## [DAFTAR TUGAS]
a) Ringkaslah paragraf dalam teks sumber yang diawali "Penduduk Jawa Timur umumnya menganut" menjadi daftar poin yang tetap memuat fakta-fakta utamanya.
b) Gantilah "kirim donga" dengan "kirim doa" pada bagian teks sumber dari "Penduduk Jawa Timur" sampai "tahun setelah kematian.", lalu tuliskan kembali bagian tersebut.
c) Lanjutkan teks tentang adat istiadat masyarakat Jawa Timur, dimulai setelah kalimat terakhirnya.

## [TEKS SUMBER]
□ □ □ □ □

Penduduk Jawa Timur umumnya menganut
perkawinan monogami. Sebelum dilakukan lamaran, pihak laki-laki melakukan acara
nako'ake (menanyakan apakah si gadis sudah memiliki calon suami),
setelah itu dilakukan peningsetan (lamaran). Upacara perkawinan
didahului dengan acara temu atau kepanggih. Masyarakat di pesisir
barat: Tuban, Lamongan, Gresik, bahkan Bojonegoro memiliki kebiasaan lumrah
keluarga wanita melamar pria, berbeda dengan lazimnya kebiasaan daerah lain di
Indonesia, dimana pihak pria melamar wanita. Dan umumnya pria selanjutnya akan
masuk ke dalam keluarga wanita.
Untuk mendoakan orang yang telah
meninggal, biasanya pihak keluarga melakukan kirim donga pada hari ke-1,
ke-3, ke-7, ke-40, ke-100, 1 tahun, dan 3 tahun setelah kematian.

□ □ □ □ □

## [BAHAN YANG DISEDIAKAN]
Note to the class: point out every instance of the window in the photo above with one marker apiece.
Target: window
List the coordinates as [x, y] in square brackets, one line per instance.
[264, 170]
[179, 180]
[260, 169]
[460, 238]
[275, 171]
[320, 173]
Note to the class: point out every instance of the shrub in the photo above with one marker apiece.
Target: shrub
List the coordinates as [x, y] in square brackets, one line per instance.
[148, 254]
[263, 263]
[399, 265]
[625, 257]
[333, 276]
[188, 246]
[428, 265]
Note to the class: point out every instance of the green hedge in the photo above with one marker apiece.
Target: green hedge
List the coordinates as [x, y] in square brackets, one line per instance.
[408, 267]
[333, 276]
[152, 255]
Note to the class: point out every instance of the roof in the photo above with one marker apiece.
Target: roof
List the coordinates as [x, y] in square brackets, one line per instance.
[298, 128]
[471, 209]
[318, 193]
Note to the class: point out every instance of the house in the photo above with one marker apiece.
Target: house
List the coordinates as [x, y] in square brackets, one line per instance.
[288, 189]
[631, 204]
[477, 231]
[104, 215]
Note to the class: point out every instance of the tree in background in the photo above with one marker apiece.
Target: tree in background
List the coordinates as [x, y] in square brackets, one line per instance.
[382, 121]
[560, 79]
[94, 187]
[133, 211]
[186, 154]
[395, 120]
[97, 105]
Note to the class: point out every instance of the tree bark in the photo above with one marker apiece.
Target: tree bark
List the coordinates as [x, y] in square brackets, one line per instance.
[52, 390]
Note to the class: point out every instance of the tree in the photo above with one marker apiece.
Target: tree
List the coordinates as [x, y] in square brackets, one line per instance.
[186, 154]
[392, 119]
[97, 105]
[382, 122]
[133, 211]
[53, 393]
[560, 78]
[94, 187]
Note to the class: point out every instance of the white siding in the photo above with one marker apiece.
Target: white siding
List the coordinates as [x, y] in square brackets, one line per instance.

□ □ □ □ □

## [JAWABAN SETIAP TUGAS]
a)
- Penduduk Jawa Timur umumnya menganut perkawinan monogami.
- Sebelum lamaran, pihak laki-laki melakukan nako'ake, yaitu menanyakan apakah si gadis sudah memiliki calon suami. Setelah itu dilakukan peningsetan (lamaran).
- Upacara perkawinan didahului acara temu atau kepanggih.
- Di pesisir barat (Tuban, Lamongan, Gresik, bahkan Bojonegoro), keluarga wanita lumrah melamar pria. Kebiasaan ini berbeda dengan kebiasaan di daerah lain di Indonesia, tempat pihak pria melamar wanita.
- Umumnya pria kemudian masuk ke dalam keluarga wanita.

b)
Penduduk Jawa Timur umumnya menganut
perkawinan monogami. Sebelum dilakukan lamaran, pihak laki-laki melakukan acara
nako'ake (menanyakan apakah si gadis sudah memiliki calon suami),
setelah itu dilakukan peningsetan (lamaran). Upacara perkawinan
didahului dengan acara temu atau kepanggih. Masyarakat di pesisir
barat: Tuban, Lamongan, Gresik, bahkan Bojonegoro memiliki kebiasaan lumrah
keluarga wanita melamar pria, berbeda dengan lazimnya kebiasaan daerah lain di
Indonesia, dimana pihak pria melamar wanita. Dan umumnya pria selanjutnya akan
masuk ke dalam keluarga wanita.
Untuk mendoakan orang yang telah
meninggal, biasanya pihak keluarga melakukan kirim doa pada hari ke-1,
ke-3, ke-7, ke-40, ke-100, 1 tahun, dan 3 tahun setelah kematian.

c)
Sumber: http://id.wikipedia.org/wiki/Jawa_Timur
Rumah Adat Jawa Timur
Rumah adat Jawa Timur Joglo dasar filosofi dan
arsitekturnya sama dengan rumah adat di Jawa Tengah Joglo. Rumah adat
Joglo di Jawa Timur masih dapat kita temui banyak di daerah Ponorogo. Pengaruh
Agama Islam yang berbaur dengan kepercayaan animisme, agama Hindu dan Budha
masih mengakar kuat dan itu sangat berpengaruh dalam arsitekturnya yang kentara
dengan filsafat sikretismenya.
Rumah Joglo umumnya terbuat dari kayu Jati.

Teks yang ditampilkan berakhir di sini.